Stored records
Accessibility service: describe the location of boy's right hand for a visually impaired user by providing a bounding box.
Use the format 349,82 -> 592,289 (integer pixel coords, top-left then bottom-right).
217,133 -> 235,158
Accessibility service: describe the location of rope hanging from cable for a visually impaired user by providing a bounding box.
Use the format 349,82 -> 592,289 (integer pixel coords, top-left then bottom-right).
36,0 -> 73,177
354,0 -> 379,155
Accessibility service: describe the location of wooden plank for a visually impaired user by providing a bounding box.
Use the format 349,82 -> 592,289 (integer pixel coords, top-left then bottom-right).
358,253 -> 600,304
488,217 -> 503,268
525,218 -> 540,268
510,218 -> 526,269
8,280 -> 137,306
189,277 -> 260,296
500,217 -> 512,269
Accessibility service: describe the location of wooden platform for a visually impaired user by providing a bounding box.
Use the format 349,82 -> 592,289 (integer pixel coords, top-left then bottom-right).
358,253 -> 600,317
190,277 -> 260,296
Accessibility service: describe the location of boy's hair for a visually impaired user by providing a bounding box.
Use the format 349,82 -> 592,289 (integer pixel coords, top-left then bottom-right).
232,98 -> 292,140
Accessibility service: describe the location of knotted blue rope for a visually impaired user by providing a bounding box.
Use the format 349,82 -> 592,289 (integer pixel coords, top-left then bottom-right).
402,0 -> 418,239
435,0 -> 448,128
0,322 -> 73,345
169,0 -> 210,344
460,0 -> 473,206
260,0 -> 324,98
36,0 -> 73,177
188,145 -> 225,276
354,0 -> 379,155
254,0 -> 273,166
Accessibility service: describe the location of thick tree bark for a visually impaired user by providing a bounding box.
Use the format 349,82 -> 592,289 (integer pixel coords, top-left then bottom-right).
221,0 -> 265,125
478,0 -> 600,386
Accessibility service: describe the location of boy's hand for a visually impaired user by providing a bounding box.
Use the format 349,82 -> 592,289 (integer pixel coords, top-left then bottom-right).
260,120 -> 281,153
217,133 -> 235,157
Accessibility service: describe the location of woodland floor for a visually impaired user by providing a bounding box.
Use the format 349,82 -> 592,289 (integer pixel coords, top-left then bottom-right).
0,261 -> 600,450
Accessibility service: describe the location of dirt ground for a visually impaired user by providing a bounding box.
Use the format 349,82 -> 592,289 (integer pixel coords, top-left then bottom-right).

§ Given problem
Reproduce the stored records above line for line, with no changes.

§ Written answer
Accessibility service: describe the location of boy's right hand for a visually impaired user by providing a bounding box.
Use the format 349,82 -> 592,289 (integer pixel coords, top-left then bottom-right).
217,133 -> 235,158
Accessibility service: describe the location of rope hanging from cable for a visually impaired user by providing a bounding box.
Use the format 349,82 -> 592,289 (integer pixel coords, top-left then bottom-right).
36,0 -> 73,177
354,0 -> 379,155
Accessibility service: describe the location of wooden plank for a visually impaired user by providing a bounding box.
Use the format 349,82 -> 592,289 (integer pixel coords, top-left then bottom-right).
358,253 -> 600,304
488,217 -> 503,268
525,218 -> 540,268
510,218 -> 526,269
8,280 -> 137,306
189,277 -> 260,296
500,217 -> 512,269
Accessibility service: describe the location of wooden platform for a visually impaired user by providing a bounding box.
Use the format 349,82 -> 592,289 (integer pixel coords, top-left then bottom-right).
358,253 -> 600,317
190,277 -> 260,296
Accessibility service: describe the location of boy's hair for a visually impaired user by providing a bounding box.
Use the format 349,82 -> 592,289 (integer pixel coords, top-left then bottom-right).
232,98 -> 292,140
Accessibility service: describe the location of knotted blue rope for a visually impaired user by providing a bounding box.
Use the format 349,82 -> 592,289 (integer pixel coords, top-left then bottom-right).
402,0 -> 418,239
435,0 -> 448,128
0,322 -> 73,345
169,0 -> 210,344
460,0 -> 473,206
260,0 -> 324,98
36,0 -> 73,177
188,145 -> 225,276
354,0 -> 379,155
254,0 -> 273,166
Accessibility service: describe the location of thick tree bark for a visually impaired user by providing a bounding box.
Use the format 349,82 -> 592,289 (integer pixel coords, top-left then bottom-right).
221,0 -> 265,125
478,0 -> 600,386
Accessibility service: describe the location of boy's hand for a visually impaired user by providing a bounding box.
Use the format 349,82 -> 592,289 (integer pixel coords, top-left then bottom-right).
260,120 -> 281,153
217,133 -> 235,157
Accessibility service: describe the location of woodland floor for a visually impaired user by providing a bounding box.
Use the format 349,82 -> 592,289 (integer pixel coords, top-left then bottom-right).
0,261 -> 600,450
Accessibility service: describe the location of dirt ground for a visually impaired user by providing a bounding box.
Use the format 349,82 -> 592,289 (integer pixel coords, top-left then bottom-right).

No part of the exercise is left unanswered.